- _Coordinate annotation entries_

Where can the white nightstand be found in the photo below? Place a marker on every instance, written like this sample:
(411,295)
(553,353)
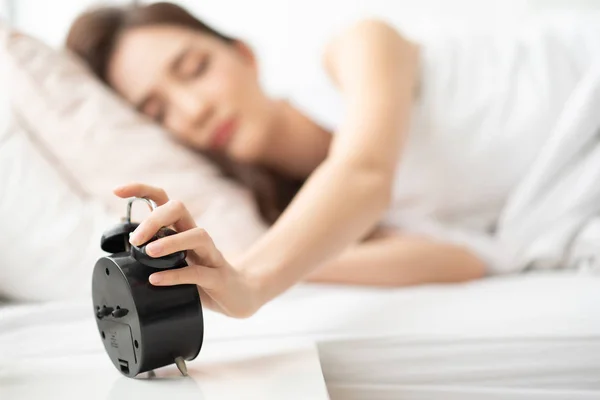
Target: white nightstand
(236,370)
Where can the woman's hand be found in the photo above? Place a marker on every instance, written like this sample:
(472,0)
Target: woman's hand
(222,287)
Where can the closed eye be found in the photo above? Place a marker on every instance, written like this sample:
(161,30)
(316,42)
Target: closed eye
(193,66)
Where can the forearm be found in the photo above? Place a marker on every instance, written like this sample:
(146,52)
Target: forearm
(337,206)
(348,193)
(398,260)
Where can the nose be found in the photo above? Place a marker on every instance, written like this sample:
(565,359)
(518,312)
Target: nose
(194,107)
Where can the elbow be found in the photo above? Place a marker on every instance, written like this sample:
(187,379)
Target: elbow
(378,185)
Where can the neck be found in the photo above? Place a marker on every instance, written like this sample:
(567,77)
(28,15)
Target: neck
(297,145)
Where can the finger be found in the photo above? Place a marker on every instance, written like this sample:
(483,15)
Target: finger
(200,275)
(171,213)
(142,190)
(196,239)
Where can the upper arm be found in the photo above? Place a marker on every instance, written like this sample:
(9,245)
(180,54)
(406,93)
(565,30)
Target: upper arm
(375,69)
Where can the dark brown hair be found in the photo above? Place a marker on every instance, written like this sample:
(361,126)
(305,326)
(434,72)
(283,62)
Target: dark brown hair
(93,37)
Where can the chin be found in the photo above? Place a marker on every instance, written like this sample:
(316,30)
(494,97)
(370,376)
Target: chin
(246,151)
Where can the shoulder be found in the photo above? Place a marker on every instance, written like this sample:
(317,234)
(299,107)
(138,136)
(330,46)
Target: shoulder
(366,47)
(370,32)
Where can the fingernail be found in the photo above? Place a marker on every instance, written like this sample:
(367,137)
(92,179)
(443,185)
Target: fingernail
(134,238)
(154,248)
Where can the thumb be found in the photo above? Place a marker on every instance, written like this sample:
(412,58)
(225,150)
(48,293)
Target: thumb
(200,275)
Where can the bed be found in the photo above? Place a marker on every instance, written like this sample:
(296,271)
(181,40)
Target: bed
(530,337)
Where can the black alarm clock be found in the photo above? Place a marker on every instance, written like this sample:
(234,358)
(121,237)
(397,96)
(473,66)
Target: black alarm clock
(143,327)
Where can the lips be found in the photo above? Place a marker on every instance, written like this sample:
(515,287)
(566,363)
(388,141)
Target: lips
(222,135)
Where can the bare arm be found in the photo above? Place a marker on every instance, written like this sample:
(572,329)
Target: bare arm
(375,69)
(341,202)
(394,259)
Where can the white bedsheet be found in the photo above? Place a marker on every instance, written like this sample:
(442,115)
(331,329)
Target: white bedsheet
(532,336)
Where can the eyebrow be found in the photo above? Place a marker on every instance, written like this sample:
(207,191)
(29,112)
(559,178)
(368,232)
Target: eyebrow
(173,68)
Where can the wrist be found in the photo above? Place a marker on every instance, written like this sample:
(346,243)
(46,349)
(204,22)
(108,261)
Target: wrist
(259,281)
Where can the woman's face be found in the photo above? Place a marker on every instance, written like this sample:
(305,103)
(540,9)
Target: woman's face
(202,89)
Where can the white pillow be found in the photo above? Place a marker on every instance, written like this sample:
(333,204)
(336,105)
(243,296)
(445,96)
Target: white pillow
(51,236)
(70,142)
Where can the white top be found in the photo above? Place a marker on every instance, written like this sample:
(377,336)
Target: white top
(485,107)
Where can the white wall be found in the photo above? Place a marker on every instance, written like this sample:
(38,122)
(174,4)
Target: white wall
(284,30)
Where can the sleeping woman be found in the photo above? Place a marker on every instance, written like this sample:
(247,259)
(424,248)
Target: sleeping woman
(358,203)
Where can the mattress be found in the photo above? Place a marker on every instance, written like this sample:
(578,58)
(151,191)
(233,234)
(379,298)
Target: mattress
(530,336)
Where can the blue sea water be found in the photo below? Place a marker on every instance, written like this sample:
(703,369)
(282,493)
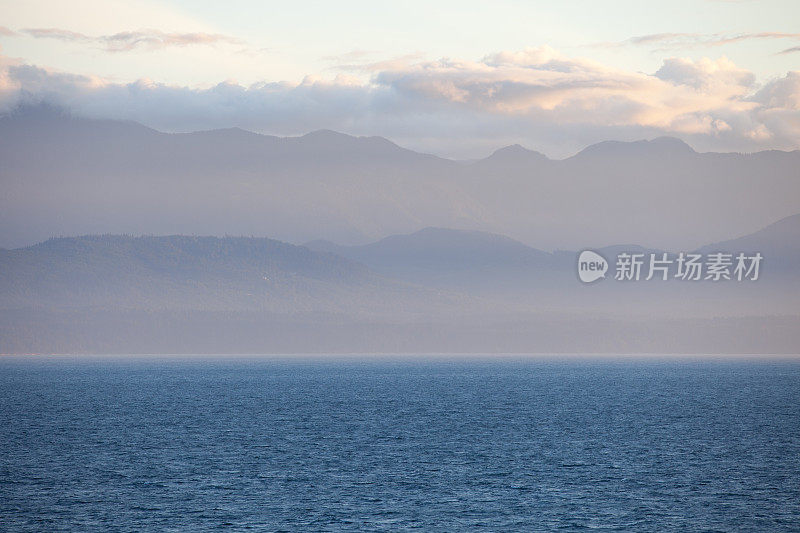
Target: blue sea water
(98,444)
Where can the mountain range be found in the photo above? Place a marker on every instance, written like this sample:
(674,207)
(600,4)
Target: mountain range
(64,175)
(433,290)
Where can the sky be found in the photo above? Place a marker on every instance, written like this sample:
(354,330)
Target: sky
(459,79)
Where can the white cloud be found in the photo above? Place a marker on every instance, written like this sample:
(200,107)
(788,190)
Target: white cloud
(129,40)
(539,97)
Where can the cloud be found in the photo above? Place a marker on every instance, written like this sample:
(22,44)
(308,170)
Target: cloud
(673,41)
(130,40)
(538,97)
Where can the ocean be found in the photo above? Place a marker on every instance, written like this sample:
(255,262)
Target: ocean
(393,444)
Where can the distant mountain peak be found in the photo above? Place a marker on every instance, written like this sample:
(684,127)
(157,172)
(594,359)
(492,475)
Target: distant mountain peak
(659,145)
(516,153)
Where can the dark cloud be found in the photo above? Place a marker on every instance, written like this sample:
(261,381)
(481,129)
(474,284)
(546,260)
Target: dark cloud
(537,97)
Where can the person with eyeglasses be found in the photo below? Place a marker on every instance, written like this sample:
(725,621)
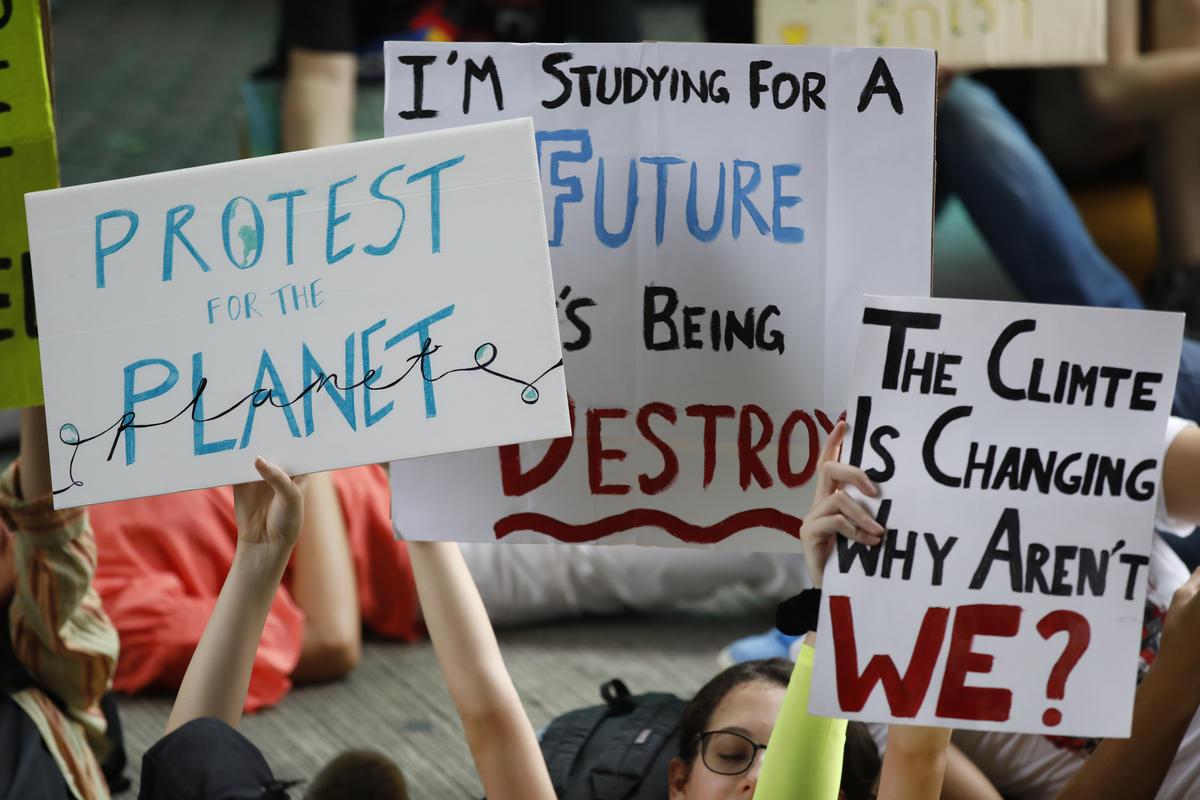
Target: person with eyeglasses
(748,733)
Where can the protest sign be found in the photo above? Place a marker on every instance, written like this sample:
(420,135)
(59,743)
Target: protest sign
(325,308)
(714,215)
(28,163)
(1018,449)
(965,32)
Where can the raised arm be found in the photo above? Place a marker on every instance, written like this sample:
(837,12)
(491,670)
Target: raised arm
(1163,708)
(269,517)
(1181,476)
(59,629)
(499,735)
(1137,86)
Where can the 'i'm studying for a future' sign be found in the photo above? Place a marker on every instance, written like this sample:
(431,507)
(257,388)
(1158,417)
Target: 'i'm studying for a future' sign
(324,308)
(714,214)
(1018,449)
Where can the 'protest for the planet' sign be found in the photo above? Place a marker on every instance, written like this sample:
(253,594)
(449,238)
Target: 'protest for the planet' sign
(1018,449)
(714,216)
(28,163)
(965,32)
(331,307)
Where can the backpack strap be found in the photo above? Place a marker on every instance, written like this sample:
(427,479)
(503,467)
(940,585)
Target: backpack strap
(645,732)
(563,741)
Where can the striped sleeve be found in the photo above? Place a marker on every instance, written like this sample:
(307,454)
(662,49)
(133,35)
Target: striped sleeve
(58,626)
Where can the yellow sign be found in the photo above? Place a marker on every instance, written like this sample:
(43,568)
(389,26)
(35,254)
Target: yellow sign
(965,32)
(28,163)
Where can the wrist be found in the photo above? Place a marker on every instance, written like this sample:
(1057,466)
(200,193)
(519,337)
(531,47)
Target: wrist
(265,560)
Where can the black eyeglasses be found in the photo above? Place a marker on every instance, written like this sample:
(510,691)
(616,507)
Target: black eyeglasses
(727,752)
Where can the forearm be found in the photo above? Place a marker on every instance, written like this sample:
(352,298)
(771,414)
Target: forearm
(913,763)
(323,583)
(219,673)
(318,98)
(460,630)
(35,457)
(1181,476)
(1162,711)
(501,738)
(1152,86)
(964,780)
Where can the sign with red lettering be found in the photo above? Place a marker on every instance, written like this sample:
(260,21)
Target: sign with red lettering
(714,215)
(1018,449)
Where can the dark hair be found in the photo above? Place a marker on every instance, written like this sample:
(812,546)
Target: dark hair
(861,761)
(359,775)
(695,716)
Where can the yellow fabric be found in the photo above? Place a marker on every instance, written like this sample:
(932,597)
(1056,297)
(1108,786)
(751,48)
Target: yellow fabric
(28,163)
(803,758)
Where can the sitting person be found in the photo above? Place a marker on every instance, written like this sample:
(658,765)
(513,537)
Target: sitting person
(163,559)
(202,756)
(58,649)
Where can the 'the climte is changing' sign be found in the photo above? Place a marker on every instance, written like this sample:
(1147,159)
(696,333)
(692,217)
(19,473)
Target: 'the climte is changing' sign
(1019,450)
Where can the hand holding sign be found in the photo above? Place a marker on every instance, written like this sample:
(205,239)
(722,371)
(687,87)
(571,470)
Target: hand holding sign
(834,511)
(269,512)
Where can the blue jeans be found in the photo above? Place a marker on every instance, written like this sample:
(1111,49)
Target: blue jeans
(1029,221)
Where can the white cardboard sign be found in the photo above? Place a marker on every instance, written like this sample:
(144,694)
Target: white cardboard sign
(325,308)
(714,214)
(965,32)
(1018,449)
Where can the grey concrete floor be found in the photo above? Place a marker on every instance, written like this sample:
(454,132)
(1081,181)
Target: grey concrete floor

- _THE PROBLEM_
Rewrite the records from the line containing "Where can the grey" through the end of the records, changing "concrete" to "stone" and leaving everything else unchanged.

- _THE COMPLETED TASK_
Where can the grey stone floor be found in the photo above? Place a marker on every instance, written like this sample:
(454,132)
(1081,181)
Target: grey stone floor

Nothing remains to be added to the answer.